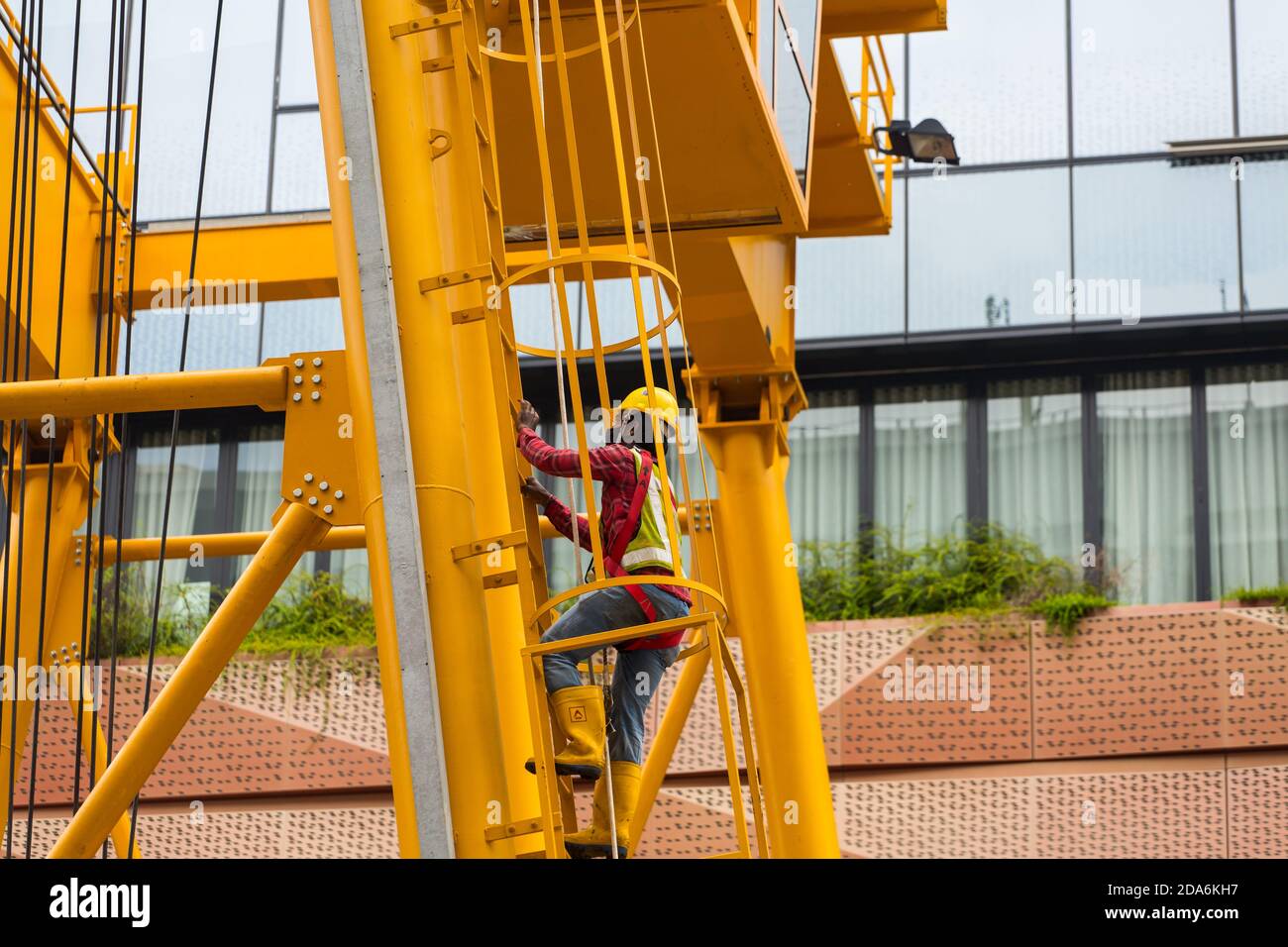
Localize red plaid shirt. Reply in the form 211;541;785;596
519;428;693;604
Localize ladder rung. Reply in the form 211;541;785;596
420;264;492;292
483;570;519;588
389;10;461;40
483;815;545;841
452;530;528;562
######
**Goal**:
Rewrite the data above with every "Localize" changed to "Find" and nothing else altered, omitting the pictures.

**Exercise response**:
Find red plaid shirt. Reply in the form 211;541;785;596
519;428;693;604
Find ladder rung. Reply in the form 211;541;785;596
420;264;492;292
483;570;519;588
389;10;461;40
483;815;545;841
452;530;528;562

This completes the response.